* _EXERCISE PROMPT_: Rewrite every line of the data below, requests included, shifting each point coordinate in the answers by adding -121 to both of its numbers. Omit the pictures from your output.

Saved data entries:
---

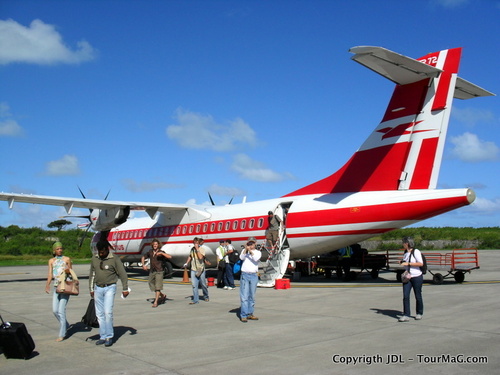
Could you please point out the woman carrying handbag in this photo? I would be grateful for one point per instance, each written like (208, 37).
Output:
(57, 265)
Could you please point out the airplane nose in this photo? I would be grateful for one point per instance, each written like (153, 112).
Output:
(471, 195)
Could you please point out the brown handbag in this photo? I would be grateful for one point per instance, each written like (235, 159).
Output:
(69, 285)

---

* _EXERCISE RESPONSE_:
Could you please point out the woman carrying handbag in this photo? I would be grateful for one point per instance, each written like (208, 37).
Output:
(-64, 144)
Could you please point out the airplane nose in this photo? I would be grateful for one point per instance, each written like (153, 112).
Output:
(350, 74)
Could you please point out the brown handbag in this photo? I would be grateful for one point per instance, each written like (235, 159).
Output:
(-52, 164)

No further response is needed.